### [Brief]
Find each line in the records that contains the string "jellyfish", matching case exactly, and copy those lines out.

(Labeled region records)
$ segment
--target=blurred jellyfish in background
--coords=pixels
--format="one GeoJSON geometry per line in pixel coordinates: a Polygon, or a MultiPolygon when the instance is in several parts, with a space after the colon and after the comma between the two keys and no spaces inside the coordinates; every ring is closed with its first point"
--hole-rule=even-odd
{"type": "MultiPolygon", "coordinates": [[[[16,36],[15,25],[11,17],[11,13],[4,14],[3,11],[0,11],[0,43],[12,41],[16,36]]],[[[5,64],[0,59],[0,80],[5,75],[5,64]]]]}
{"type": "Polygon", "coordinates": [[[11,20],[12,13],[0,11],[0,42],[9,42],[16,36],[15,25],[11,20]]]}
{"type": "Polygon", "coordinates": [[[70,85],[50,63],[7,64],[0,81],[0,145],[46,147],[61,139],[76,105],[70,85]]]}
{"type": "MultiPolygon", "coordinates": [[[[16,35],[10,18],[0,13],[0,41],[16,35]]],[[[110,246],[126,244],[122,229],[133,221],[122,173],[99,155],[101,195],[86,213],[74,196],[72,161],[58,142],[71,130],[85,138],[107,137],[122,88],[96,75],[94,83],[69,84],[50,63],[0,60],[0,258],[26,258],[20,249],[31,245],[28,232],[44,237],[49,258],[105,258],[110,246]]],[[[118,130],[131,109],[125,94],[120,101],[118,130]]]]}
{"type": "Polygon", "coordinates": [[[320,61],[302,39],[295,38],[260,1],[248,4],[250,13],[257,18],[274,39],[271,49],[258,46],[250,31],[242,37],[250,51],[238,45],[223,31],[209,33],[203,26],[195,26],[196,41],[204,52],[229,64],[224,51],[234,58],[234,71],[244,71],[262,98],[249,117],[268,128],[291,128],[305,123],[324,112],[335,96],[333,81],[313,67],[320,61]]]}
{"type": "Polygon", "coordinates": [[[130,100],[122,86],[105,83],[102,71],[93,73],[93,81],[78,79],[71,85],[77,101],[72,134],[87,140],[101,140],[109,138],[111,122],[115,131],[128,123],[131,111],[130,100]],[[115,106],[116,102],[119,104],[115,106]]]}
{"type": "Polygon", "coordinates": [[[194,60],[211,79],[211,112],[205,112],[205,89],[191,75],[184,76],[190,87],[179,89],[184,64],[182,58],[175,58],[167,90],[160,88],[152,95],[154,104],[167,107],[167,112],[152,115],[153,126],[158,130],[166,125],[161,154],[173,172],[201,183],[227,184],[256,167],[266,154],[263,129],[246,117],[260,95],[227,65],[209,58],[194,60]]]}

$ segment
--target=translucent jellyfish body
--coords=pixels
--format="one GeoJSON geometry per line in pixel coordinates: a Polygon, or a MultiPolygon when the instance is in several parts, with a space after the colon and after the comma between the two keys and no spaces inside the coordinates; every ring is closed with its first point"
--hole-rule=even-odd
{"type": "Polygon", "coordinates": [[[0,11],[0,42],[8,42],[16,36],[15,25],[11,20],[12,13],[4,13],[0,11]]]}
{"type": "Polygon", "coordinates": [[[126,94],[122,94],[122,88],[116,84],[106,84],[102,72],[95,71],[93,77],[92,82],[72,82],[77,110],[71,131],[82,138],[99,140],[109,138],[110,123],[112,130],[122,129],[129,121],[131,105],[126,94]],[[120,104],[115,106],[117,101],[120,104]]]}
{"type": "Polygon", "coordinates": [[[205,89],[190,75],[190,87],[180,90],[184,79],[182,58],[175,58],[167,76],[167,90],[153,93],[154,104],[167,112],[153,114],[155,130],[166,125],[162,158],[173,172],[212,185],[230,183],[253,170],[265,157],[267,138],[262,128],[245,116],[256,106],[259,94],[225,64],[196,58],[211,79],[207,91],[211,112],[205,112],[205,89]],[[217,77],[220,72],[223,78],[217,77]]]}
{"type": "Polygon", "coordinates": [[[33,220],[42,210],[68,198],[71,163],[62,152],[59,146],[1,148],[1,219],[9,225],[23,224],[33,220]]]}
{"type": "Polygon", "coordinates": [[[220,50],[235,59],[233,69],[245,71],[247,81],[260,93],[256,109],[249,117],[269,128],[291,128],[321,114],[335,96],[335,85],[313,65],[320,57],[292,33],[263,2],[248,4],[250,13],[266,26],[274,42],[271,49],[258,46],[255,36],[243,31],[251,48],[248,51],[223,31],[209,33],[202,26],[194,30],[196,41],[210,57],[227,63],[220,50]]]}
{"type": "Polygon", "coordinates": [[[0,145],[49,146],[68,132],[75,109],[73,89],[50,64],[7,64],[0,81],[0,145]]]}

### [Task response]
--target=blurred jellyfish in background
--target=translucent jellyfish body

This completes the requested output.